## GIVEN INSTRUCTION
Reproduce the material below line for line without any changes, leaving out the pictures.

[Records of labeled boxes]
------------------------------------------------------------------------
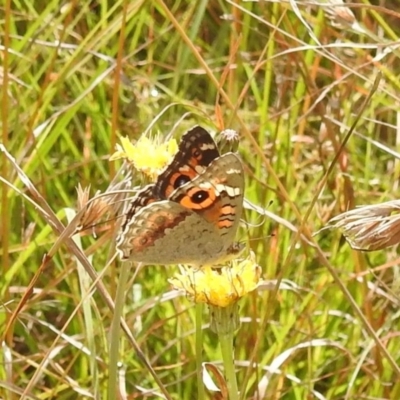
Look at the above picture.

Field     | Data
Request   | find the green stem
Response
[196,303,205,400]
[107,262,132,400]
[218,332,239,400]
------------------------------------------------------------------------
## COMPLETE ANSWER
Look at the above picture.

Field     | Data
Request   | find the green stem
Response
[196,303,205,400]
[107,262,132,400]
[218,332,239,400]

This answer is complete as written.